> **Stored rows**:

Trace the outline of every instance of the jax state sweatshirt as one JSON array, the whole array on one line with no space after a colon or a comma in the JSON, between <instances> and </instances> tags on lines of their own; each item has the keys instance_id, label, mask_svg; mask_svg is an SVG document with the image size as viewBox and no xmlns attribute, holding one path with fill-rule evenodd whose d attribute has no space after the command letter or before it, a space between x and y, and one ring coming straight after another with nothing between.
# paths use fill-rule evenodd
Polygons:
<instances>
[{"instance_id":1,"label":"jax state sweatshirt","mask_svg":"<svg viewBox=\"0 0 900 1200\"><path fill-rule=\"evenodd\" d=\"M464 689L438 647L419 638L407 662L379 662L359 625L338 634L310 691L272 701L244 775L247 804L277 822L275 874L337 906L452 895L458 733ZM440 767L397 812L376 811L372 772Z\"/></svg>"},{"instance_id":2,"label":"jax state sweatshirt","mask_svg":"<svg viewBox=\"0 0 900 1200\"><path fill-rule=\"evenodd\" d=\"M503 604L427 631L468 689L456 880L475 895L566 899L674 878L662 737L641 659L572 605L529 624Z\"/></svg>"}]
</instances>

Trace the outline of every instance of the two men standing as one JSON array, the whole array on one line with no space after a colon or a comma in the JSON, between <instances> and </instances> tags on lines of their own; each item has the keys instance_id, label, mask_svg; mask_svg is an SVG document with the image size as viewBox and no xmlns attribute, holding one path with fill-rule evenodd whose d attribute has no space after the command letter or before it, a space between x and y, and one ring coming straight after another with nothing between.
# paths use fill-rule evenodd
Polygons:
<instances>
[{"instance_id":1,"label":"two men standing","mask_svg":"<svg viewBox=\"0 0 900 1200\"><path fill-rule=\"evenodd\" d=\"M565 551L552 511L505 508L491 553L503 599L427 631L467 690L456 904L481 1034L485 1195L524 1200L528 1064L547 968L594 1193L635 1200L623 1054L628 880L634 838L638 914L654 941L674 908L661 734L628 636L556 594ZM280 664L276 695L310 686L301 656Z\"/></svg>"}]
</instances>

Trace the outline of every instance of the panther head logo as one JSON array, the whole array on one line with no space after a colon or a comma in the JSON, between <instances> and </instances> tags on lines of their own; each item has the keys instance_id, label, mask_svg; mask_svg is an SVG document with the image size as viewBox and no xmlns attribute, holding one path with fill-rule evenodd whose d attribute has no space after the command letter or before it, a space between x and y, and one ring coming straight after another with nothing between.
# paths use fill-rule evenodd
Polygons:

> **Aim**: Can you rewrite the listing above with "Trace the outline" swapped for "Draw the boundary" in every spot it occurs and nothing else changed?

> **Answer in full**:
Draw the boundary of every instance of the jax state sweatshirt as one JSON array, the whole array on one line with no space after a colon or a comma in the JSON, between <instances> and </instances> tags on lines of their own; each item has the keys instance_id, label, mask_svg; mask_svg is an SVG document with the image size as viewBox and no xmlns attribute, holding one path with fill-rule evenodd whose d attribute has no space after the command letter or before it, a space between x and y, and one ring coming straight after another with nothing between.
# paths use fill-rule evenodd
Polygons:
<instances>
[{"instance_id":1,"label":"jax state sweatshirt","mask_svg":"<svg viewBox=\"0 0 900 1200\"><path fill-rule=\"evenodd\" d=\"M464 689L438 647L419 638L407 662L379 662L359 625L338 634L310 691L272 701L244 775L247 804L277 822L275 874L337 906L452 895L458 733ZM440 767L397 812L376 811L372 772Z\"/></svg>"},{"instance_id":2,"label":"jax state sweatshirt","mask_svg":"<svg viewBox=\"0 0 900 1200\"><path fill-rule=\"evenodd\" d=\"M503 604L427 631L468 689L456 880L475 895L566 899L674 878L662 737L641 659L572 605L529 624Z\"/></svg>"}]
</instances>

Draw the boundary of every instance of the two men standing as one JSON array, the whole array on one line with no space after a colon or a comma in the JSON, between <instances> and </instances> tags on lines of their own; each item has the keys instance_id, label, mask_svg; mask_svg is an SVG document with the image size as viewBox and no xmlns attribute, holding one path with fill-rule evenodd whose d attribute has no space after the command letter or before it, a space between x and y, and one ring coming straight after another with nothing between.
# paths use fill-rule evenodd
Polygons:
<instances>
[{"instance_id":1,"label":"two men standing","mask_svg":"<svg viewBox=\"0 0 900 1200\"><path fill-rule=\"evenodd\" d=\"M565 551L552 511L505 508L491 553L503 599L427 631L467 690L456 904L481 1034L485 1195L524 1200L528 1064L547 968L594 1193L635 1200L623 1054L628 880L634 838L638 914L654 941L674 908L661 734L628 636L556 594ZM280 664L276 695L310 686L301 656Z\"/></svg>"}]
</instances>

Draw the boundary of every instance of the panther head logo as one JSON array, the whole array on one line with no space after a colon or a comma in the JSON, between <instances> and </instances> tags on lines of their own; each item has the keys instance_id, label, mask_svg; mask_svg is an SVG document with the image size as viewBox and no xmlns attribute, holding one path with fill-rule evenodd whose d attribute has no space after the command letter or before it, a space between x and y, and one ring coming straight after another with nothing between.
# paths use fill-rule evenodd
Polygons:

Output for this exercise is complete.